Rewrite the entries below so that every "innermost point" becomes "central point", and leave everything else unchanged.
── RECORDS PROVIDED ──
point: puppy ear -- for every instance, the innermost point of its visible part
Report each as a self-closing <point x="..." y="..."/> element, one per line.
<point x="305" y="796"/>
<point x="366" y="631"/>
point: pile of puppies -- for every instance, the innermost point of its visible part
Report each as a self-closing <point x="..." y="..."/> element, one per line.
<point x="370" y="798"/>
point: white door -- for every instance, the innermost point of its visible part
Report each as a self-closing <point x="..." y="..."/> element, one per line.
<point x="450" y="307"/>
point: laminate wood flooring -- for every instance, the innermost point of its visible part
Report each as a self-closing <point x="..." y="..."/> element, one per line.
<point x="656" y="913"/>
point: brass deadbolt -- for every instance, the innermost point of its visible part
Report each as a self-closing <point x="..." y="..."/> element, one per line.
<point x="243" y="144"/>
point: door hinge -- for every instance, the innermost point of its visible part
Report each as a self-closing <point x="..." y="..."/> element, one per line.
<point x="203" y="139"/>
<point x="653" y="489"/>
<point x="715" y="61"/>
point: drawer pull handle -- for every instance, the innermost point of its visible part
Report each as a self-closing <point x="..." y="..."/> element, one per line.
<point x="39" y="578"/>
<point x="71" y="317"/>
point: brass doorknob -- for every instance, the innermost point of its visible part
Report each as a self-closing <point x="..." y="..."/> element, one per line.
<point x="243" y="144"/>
───
SOLUTION:
point: puppy ear -- for every instance, the central point of its visible part
Report each as a self-closing <point x="..." y="..."/> element, one per line.
<point x="305" y="796"/>
<point x="366" y="631"/>
point: pile of puppies -- for every instance, the central point of its visible part
Report each as a self-closing <point x="..." y="..."/> element, one per line.
<point x="370" y="798"/>
point: white door -- for every instance, the central point of its visible part
Report each as a self-closing <point x="..." y="..."/> element, one per line.
<point x="450" y="307"/>
point: laminate wood flooring -- for every instance, the central point of its visible part
Report each as a self-closing <point x="..." y="..."/> element, one per line.
<point x="656" y="913"/>
point: brass deadbolt -- for every instance, the central point of its visible part
Report each as a self-closing <point x="..." y="..."/> element, one per line.
<point x="243" y="144"/>
point: door hinge -- for every instance, the central point of its visible part
Report each as a self-closing <point x="..." y="..."/> element, one per line.
<point x="203" y="139"/>
<point x="653" y="489"/>
<point x="715" y="61"/>
point: drawer pull handle -- for every instance, the central point of its visible part
Report each as a self-closing <point x="..." y="..."/> element, one per line.
<point x="39" y="578"/>
<point x="71" y="317"/>
point: brass doorknob -- for every instance, the central point of its visible part
Report each as a self-closing <point x="..." y="..."/> element, one per line.
<point x="243" y="144"/>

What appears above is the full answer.